(Records from a data source)
★ ★ ★ ★ ★ ★ ★
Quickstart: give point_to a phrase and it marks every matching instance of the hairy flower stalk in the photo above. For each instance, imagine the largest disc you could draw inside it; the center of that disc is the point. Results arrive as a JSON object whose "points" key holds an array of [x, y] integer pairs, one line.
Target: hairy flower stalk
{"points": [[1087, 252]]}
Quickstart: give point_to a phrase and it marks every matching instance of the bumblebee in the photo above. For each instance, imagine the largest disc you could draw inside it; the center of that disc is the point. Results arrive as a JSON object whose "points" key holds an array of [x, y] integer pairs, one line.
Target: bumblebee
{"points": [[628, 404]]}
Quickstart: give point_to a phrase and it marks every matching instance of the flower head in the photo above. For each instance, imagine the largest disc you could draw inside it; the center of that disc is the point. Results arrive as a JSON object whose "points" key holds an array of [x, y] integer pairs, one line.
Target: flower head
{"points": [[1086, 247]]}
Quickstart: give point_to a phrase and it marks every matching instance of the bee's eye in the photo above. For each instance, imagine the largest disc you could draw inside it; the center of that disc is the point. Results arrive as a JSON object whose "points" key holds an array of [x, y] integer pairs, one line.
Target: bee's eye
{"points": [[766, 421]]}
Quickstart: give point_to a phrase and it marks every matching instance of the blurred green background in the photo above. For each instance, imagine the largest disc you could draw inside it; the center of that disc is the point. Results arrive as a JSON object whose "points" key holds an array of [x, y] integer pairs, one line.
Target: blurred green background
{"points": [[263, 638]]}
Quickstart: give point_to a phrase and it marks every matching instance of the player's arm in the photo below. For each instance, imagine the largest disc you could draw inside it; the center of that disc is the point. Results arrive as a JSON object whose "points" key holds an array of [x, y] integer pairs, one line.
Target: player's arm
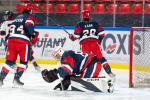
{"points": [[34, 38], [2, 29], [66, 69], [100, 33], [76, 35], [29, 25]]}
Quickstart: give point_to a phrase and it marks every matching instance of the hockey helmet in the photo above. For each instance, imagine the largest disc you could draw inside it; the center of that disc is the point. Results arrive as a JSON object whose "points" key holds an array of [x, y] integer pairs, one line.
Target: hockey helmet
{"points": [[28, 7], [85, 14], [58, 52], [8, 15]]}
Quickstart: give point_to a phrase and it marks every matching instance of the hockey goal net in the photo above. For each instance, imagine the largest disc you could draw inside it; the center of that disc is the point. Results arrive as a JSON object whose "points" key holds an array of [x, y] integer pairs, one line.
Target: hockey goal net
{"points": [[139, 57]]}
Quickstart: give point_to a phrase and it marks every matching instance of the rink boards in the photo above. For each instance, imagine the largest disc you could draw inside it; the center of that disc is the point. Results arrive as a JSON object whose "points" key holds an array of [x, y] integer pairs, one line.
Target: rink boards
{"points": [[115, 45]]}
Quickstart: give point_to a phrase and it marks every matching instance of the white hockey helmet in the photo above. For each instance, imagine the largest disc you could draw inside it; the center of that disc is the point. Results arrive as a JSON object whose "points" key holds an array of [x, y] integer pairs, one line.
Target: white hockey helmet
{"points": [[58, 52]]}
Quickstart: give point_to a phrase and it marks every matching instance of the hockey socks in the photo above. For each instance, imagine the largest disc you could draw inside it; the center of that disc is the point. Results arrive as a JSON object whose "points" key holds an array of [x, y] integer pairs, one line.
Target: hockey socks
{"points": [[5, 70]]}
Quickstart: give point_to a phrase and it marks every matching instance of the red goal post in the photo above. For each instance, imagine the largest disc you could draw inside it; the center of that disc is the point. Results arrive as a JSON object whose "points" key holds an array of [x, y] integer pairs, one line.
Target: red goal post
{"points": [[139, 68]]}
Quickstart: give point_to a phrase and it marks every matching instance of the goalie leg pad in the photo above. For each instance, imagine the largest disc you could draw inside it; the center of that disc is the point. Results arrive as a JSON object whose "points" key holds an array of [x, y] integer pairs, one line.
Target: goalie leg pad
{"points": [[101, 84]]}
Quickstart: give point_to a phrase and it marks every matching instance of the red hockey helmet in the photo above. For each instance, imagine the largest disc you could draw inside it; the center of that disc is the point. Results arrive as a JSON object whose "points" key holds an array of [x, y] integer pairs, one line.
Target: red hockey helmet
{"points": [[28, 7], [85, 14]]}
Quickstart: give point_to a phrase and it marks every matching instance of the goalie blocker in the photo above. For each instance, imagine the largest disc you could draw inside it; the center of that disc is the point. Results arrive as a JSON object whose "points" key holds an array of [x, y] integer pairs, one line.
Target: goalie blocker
★ ★ ★ ★ ★ ★ ★
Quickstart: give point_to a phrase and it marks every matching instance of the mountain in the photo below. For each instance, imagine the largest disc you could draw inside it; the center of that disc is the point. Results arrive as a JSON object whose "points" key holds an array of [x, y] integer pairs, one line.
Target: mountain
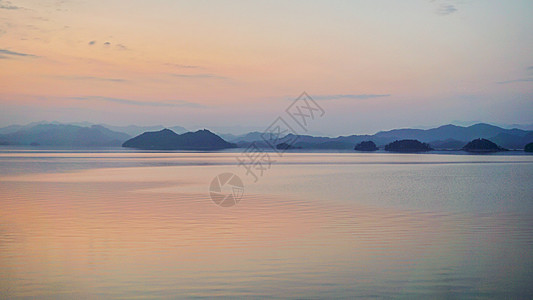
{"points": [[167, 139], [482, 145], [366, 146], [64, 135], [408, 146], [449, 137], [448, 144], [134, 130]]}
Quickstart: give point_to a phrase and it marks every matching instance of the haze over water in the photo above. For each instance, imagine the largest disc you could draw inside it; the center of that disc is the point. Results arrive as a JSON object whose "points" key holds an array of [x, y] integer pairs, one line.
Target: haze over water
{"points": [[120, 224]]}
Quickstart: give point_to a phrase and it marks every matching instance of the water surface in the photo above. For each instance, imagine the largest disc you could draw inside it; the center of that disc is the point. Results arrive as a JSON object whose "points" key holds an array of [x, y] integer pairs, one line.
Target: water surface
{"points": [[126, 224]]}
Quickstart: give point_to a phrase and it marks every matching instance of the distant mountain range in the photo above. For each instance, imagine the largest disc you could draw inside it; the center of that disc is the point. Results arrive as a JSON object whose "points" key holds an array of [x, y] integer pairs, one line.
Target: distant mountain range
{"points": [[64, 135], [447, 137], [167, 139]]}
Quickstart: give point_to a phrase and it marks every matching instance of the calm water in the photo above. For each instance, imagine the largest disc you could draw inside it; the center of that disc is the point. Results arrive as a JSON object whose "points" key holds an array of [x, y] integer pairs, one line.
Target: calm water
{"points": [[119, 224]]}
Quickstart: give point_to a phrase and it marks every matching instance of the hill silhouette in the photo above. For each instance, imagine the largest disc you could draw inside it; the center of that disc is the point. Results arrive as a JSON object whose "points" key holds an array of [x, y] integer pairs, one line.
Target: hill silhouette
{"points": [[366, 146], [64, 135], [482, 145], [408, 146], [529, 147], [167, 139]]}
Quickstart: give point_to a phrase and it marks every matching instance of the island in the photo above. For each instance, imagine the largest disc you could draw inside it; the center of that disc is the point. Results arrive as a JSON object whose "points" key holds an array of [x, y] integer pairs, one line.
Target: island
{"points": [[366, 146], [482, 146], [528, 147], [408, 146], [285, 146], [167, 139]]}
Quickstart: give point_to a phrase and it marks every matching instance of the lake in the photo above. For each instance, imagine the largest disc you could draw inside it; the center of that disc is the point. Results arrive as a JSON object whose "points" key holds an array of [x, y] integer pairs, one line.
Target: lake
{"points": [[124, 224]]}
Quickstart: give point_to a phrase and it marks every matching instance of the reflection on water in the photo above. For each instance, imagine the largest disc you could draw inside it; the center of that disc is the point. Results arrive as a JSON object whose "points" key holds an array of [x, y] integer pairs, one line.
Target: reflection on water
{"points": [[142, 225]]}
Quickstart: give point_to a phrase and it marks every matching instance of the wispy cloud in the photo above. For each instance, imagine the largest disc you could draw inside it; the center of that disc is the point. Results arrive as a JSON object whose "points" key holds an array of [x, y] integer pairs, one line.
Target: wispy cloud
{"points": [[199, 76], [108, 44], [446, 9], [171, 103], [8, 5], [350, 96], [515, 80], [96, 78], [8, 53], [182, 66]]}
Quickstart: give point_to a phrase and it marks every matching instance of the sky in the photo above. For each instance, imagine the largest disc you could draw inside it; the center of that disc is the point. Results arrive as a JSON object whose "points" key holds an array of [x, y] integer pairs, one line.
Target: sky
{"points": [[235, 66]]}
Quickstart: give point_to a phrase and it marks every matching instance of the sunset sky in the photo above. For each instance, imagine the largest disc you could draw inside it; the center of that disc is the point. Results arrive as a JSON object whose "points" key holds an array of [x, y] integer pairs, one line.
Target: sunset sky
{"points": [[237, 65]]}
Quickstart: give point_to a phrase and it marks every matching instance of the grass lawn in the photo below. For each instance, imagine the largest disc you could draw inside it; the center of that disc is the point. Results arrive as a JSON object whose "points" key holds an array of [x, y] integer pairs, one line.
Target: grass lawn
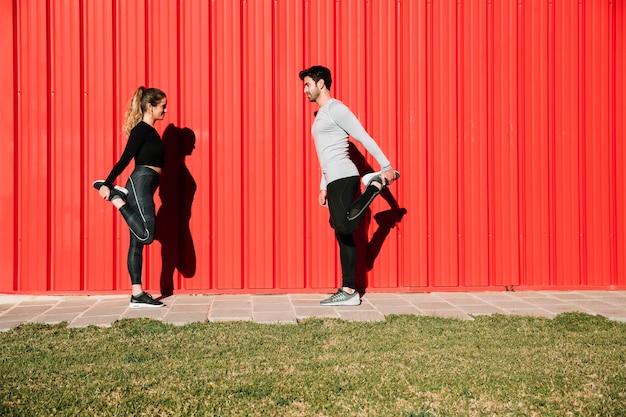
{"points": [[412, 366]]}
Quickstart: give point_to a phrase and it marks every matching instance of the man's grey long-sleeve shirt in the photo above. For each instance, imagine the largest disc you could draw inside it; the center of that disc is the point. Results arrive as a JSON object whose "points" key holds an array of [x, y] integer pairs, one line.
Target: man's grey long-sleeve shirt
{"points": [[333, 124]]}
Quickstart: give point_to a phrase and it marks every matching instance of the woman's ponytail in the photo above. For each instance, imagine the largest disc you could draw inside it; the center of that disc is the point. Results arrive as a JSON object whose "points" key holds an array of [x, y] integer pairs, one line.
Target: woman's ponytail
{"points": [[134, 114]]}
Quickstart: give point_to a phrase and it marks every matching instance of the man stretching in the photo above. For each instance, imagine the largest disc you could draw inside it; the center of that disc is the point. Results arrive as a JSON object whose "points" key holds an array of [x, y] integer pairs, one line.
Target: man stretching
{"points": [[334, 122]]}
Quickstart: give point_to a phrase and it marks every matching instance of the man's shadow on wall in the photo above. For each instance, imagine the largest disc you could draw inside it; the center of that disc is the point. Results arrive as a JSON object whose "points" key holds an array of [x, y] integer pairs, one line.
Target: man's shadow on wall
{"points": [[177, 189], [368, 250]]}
★ ★ ★ ★ ★ ★ ★
AIM OF THE TASK: How many lines in the material above contain the string "sunset"? Treat uppercase and lowercase as different, and reply with the count alone.

WRITTEN SOLUTION: 2